| What the task requires |
The records below are to be restated word for word; their pictures are not.
[Records provided Boundary: Start]
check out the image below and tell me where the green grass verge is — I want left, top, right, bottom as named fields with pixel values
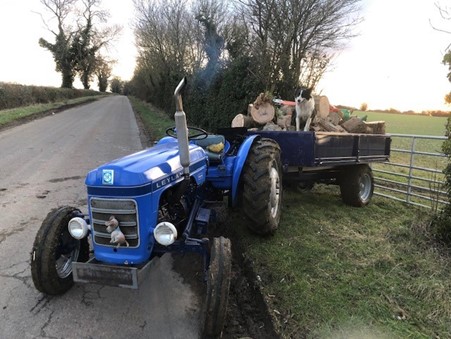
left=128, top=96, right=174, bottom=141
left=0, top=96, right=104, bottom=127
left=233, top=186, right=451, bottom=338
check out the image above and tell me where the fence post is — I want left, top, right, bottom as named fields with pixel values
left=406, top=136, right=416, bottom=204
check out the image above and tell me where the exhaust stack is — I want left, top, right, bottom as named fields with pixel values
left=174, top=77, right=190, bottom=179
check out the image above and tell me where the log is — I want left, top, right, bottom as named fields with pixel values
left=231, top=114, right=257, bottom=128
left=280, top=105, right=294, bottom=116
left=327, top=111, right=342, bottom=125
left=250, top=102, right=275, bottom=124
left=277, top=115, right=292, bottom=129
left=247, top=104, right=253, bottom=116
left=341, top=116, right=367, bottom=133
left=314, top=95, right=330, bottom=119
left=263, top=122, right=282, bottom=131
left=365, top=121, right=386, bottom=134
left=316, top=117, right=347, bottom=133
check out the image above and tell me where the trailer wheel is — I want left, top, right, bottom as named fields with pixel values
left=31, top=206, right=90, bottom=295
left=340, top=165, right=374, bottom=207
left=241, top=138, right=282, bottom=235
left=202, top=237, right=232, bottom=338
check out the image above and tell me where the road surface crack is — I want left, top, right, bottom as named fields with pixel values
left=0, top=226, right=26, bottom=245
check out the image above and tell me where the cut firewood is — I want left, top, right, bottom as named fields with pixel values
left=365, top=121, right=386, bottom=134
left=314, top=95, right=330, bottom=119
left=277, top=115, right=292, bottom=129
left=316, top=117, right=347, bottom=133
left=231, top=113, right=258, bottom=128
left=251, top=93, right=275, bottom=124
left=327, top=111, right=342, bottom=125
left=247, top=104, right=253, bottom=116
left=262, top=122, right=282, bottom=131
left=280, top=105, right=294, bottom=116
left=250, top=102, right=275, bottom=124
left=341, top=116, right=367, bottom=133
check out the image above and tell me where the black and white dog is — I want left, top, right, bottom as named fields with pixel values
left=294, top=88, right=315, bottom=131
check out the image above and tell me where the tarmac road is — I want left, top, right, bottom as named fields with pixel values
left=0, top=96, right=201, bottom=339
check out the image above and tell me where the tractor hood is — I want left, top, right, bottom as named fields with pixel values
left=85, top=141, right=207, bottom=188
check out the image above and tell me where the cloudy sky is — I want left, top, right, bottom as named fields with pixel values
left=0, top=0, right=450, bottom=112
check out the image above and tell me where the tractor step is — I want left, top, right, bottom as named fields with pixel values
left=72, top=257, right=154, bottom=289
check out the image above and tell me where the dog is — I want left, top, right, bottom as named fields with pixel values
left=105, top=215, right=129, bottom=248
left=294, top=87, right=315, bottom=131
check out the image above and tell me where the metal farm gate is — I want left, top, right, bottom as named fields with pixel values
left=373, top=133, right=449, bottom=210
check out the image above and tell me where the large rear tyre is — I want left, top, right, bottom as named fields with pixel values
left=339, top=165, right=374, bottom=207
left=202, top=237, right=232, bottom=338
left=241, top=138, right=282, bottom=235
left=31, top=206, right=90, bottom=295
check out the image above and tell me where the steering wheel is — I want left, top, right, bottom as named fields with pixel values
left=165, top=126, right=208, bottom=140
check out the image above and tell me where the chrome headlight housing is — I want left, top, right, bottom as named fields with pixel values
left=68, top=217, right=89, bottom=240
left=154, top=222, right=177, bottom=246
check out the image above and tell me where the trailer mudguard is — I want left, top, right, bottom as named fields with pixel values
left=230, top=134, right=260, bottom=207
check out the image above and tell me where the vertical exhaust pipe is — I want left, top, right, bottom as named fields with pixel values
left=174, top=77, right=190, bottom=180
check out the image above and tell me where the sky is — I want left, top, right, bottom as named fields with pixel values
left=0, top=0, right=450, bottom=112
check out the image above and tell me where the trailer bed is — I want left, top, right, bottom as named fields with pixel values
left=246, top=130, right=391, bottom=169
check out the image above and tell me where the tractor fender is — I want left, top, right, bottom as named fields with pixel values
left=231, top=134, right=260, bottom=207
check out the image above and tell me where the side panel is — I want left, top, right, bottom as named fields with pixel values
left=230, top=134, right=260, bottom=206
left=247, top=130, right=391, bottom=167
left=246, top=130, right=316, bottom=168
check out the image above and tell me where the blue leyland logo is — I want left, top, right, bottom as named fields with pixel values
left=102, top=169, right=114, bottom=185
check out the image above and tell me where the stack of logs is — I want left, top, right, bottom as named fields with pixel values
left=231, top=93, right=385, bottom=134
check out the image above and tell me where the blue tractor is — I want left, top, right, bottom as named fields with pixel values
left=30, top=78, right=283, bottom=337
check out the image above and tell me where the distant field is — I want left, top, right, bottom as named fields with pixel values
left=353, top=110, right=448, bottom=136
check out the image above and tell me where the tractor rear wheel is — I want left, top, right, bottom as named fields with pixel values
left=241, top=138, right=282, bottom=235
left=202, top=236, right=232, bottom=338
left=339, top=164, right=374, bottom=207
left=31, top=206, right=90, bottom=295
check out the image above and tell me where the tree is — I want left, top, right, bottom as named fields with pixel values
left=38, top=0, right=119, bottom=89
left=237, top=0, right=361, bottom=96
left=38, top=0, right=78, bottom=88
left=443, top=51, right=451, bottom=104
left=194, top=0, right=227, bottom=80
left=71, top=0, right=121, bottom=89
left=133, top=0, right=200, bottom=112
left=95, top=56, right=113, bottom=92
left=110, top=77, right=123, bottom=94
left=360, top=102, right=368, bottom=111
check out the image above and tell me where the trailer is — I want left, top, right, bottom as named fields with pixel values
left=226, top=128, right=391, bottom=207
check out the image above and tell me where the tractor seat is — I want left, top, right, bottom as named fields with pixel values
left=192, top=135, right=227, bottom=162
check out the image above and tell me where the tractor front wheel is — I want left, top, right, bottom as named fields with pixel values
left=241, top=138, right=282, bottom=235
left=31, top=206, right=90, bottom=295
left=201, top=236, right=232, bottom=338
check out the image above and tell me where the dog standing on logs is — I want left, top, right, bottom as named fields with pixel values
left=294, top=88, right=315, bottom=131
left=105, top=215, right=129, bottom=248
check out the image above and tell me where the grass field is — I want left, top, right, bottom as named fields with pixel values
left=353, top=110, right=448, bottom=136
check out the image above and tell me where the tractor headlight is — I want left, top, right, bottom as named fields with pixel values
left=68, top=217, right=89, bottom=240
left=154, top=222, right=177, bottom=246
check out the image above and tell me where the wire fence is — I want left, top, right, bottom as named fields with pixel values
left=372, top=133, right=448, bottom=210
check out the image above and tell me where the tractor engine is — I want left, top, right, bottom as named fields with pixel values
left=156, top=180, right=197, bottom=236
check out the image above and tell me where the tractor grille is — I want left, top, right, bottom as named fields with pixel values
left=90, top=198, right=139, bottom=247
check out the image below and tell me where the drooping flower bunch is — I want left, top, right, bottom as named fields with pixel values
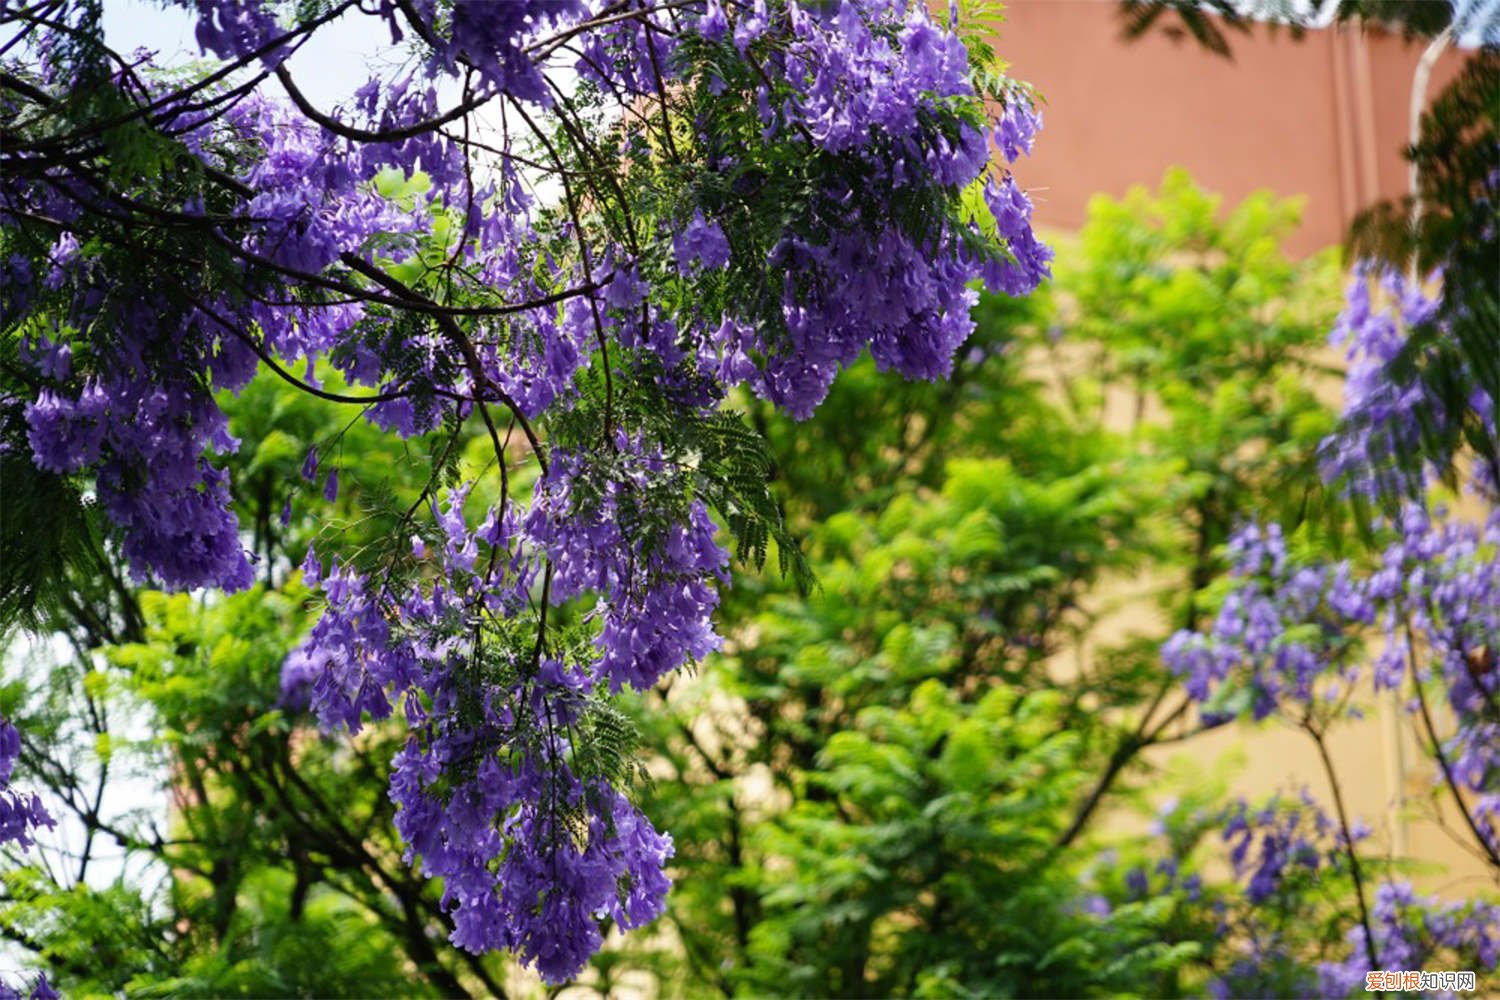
[Records provided Boundary: End]
| Answer space |
check out the image below and tell me where the green grass verge is — I want left, top, right, bottom as named fields with pixel values
left=128, top=96, right=174, bottom=141
left=0, top=96, right=104, bottom=127
left=233, top=186, right=451, bottom=338
check out the image above and tell me where the fence post is — I want left, top, right, bottom as named fields with pixel values
left=406, top=136, right=416, bottom=204
check out the image above and tell me where the exhaust stack is — I want left, top, right, bottom as named fields with pixel values
left=174, top=77, right=190, bottom=179
check out the image above and tell me where the log is — I want left, top, right, bottom as named fields with pixel values
left=231, top=114, right=257, bottom=128
left=280, top=105, right=294, bottom=116
left=327, top=111, right=342, bottom=125
left=250, top=102, right=275, bottom=124
left=277, top=115, right=292, bottom=129
left=247, top=104, right=253, bottom=116
left=341, top=116, right=367, bottom=133
left=314, top=95, right=330, bottom=119
left=263, top=122, right=282, bottom=131
left=365, top=121, right=386, bottom=134
left=316, top=117, right=347, bottom=133
check out the image above and tell me where the trailer wheel is — I want left, top, right, bottom as named fields with pixel values
left=31, top=206, right=90, bottom=295
left=340, top=165, right=374, bottom=207
left=241, top=138, right=282, bottom=235
left=202, top=237, right=232, bottom=338
check out the image above and tell me where the road surface crack is — I want left, top, right, bottom as named fields with pixel values
left=0, top=226, right=26, bottom=245
check out the image above and tell me where the cut firewood is — I want left, top, right, bottom as named fields with pixel values
left=365, top=121, right=386, bottom=134
left=314, top=95, right=330, bottom=119
left=277, top=115, right=292, bottom=129
left=316, top=117, right=347, bottom=133
left=231, top=113, right=258, bottom=128
left=251, top=93, right=275, bottom=124
left=327, top=111, right=342, bottom=125
left=247, top=104, right=253, bottom=116
left=262, top=122, right=282, bottom=131
left=280, top=105, right=294, bottom=116
left=250, top=102, right=275, bottom=124
left=341, top=116, right=367, bottom=133
check out the image above and tell me where the black and white dog is — I want left, top, right, bottom as named fields with pixel values
left=294, top=88, right=315, bottom=131
check out the image above and tell me where the tarmac road is — I want left, top, right, bottom as named fields with pixel values
left=0, top=96, right=201, bottom=339
check out the image above and tell me where the tractor hood is — I want left, top, right, bottom as named fields with pixel values
left=85, top=141, right=207, bottom=188
check out the image above and tell me where the cloudy sky is — I want left, top, right, bottom as named fields with pixel values
left=0, top=0, right=450, bottom=112
check out the image above and tell me where the tractor step is — I want left, top, right, bottom as named fields with pixel values
left=72, top=257, right=154, bottom=289
check out the image above and tell me where the dog is — I want left, top, right, bottom as named fields with pixel values
left=105, top=215, right=129, bottom=248
left=294, top=87, right=315, bottom=131
check out the image above and tell me where the metal farm gate is — I want left, top, right, bottom as named fields with pixel values
left=373, top=133, right=449, bottom=210
check out the image above and tell me where the large rear tyre is — I want left, top, right, bottom as named fields with pixel values
left=339, top=165, right=374, bottom=207
left=202, top=237, right=232, bottom=338
left=241, top=138, right=282, bottom=235
left=31, top=206, right=90, bottom=295
check out the image above and tell me where the steering wheel is — I want left, top, right, bottom as named fields with pixel values
left=165, top=126, right=208, bottom=140
check out the image above and tell me where the chrome headlight housing is — I want left, top, right, bottom as named fields with pixel values
left=68, top=217, right=89, bottom=240
left=154, top=222, right=177, bottom=246
check out the image above and tell me where the trailer mudguard is — I want left, top, right, bottom as named fields with pixel values
left=230, top=134, right=260, bottom=207
check out the image above and tell me where the vertical exhaust pipe is — I want left, top, right, bottom as named fields with pixel values
left=174, top=77, right=190, bottom=180
check out the image above and tell me where the sky is — I want left, top, right, bottom as named fields with pixel values
left=0, top=0, right=450, bottom=112
check out the image above and tell me where the trailer bed is — I want left, top, right, bottom as named fields with pixel values
left=246, top=130, right=391, bottom=169
check out the image above and tell me where the tractor fender is — I want left, top, right, bottom as named fields with pixel values
left=231, top=134, right=260, bottom=207
check out the image above and tell me where the side panel is — I want left, top, right, bottom as named fields with pixel values
left=230, top=134, right=260, bottom=206
left=247, top=130, right=391, bottom=167
left=246, top=130, right=316, bottom=168
check out the image above and tell me where the blue leyland logo is — I want left, top, right, bottom as named fields with pixel values
left=102, top=169, right=114, bottom=185
check out the image above and tell me where the stack of logs is — I want left, top, right, bottom as named fields with pixel values
left=231, top=93, right=385, bottom=134
check out the image above and tell me where the blue tractor is — I want left, top, right, bottom as named fields with pixel values
left=30, top=78, right=283, bottom=337
check out the image above and tell me where the distant field is — I want left, top, right, bottom as named fields with pixel values
left=353, top=110, right=448, bottom=136
check out the image above and tell me where the tractor rear wheel is — I want left, top, right, bottom as named fields with pixel values
left=241, top=138, right=282, bottom=235
left=202, top=236, right=232, bottom=338
left=339, top=164, right=374, bottom=207
left=31, top=206, right=90, bottom=295
check out the image above and tell me where the tree is — I want left, top, right, bottom as named fields with pixel values
left=38, top=0, right=119, bottom=89
left=237, top=0, right=361, bottom=96
left=38, top=0, right=78, bottom=88
left=443, top=51, right=451, bottom=104
left=194, top=0, right=227, bottom=80
left=71, top=0, right=121, bottom=89
left=133, top=0, right=200, bottom=112
left=95, top=56, right=113, bottom=92
left=110, top=77, right=123, bottom=94
left=360, top=102, right=368, bottom=111
check out the image above and tell me where the trailer is — I want left, top, right, bottom as named fields with pixel values
left=226, top=128, right=391, bottom=207
check out the image above and tell me where the tractor seat is — I want left, top, right, bottom as named fields with pixel values
left=192, top=135, right=227, bottom=162
check out the image above and tell me where the tractor front wheel is — I want left, top, right, bottom as named fields with pixel values
left=241, top=138, right=282, bottom=235
left=31, top=206, right=90, bottom=295
left=201, top=236, right=232, bottom=338
check out the image above and tell me where the dog standing on logs is — I want left, top, right, bottom as named fields with pixel values
left=294, top=88, right=315, bottom=131
left=105, top=215, right=129, bottom=248
check out the image above and tell me where the grass field is — I want left, top, right, bottom as named fields with pixel values
left=353, top=110, right=448, bottom=136
check out the image above and tell me where the tractor headlight is — I want left, top, right, bottom as named fields with pixel values
left=68, top=217, right=89, bottom=240
left=154, top=222, right=177, bottom=246
check out the image above and tell me where the wire fence is — I want left, top, right, bottom as named fields with pixel values
left=372, top=133, right=448, bottom=210
check out the image above and tell me where the tractor engine is — I want left, top, right, bottom as named fields with pixel values
left=156, top=180, right=197, bottom=236
check out the image above and tell me where the tractor grille is — I want left, top, right, bottom as named fields with pixel values
left=90, top=198, right=139, bottom=247
check out the image below and tell me where the drooping flower bunch is — I want left, top, right, bottom as named fields with pixel values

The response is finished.